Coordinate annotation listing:
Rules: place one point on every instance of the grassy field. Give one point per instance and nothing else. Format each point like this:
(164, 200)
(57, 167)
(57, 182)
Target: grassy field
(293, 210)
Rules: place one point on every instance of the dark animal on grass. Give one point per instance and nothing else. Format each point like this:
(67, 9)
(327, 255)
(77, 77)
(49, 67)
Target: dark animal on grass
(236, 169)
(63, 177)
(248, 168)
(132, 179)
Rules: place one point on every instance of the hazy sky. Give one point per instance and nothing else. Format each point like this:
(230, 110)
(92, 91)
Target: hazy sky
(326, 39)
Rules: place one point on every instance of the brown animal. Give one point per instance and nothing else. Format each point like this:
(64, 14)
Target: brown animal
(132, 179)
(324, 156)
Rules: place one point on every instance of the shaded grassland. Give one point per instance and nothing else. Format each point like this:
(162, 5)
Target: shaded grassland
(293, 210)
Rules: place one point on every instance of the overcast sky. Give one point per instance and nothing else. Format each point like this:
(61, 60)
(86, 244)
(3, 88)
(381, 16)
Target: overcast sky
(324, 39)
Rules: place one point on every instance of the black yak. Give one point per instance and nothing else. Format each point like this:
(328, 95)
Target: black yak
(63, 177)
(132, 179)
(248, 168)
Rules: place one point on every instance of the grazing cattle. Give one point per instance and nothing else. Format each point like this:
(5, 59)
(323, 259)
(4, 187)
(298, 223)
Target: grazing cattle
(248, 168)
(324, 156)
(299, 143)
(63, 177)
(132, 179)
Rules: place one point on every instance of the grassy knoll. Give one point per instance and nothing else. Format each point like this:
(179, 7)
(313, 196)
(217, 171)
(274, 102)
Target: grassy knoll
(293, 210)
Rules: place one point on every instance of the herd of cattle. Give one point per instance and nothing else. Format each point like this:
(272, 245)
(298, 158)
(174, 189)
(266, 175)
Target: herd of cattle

Problem details:
Please rescale everything from the line containing "Rules: place one point on every instance of the grazing" down to the end of the listing, reproducing every line with the requests included. Multiply each point coordinate in the answers by 2.6 and round it to a whole number, with halves rounded up, but leave the numbers in the requests and their format samples unchanged.

Task output:
Rules: place one point on every instance of the grazing cattle. Give one point per instance and nothing else. Format each point like this:
(5, 59)
(323, 259)
(4, 187)
(298, 223)
Target: grazing cattle
(645, 437)
(842, 406)
(777, 372)
(164, 460)
(343, 465)
Rules: place one point on every instance of the grassy knoll. Give one point per instance and nothing else. Format each point like this:
(179, 7)
(313, 196)
(217, 171)
(274, 102)
Target: grassy knoll
(762, 546)
Rules: place one point on every instance of the herd of cattle. Give one point per instance and nothing else. Format each point like this:
(272, 245)
(298, 158)
(174, 189)
(266, 175)
Target: herd of cattle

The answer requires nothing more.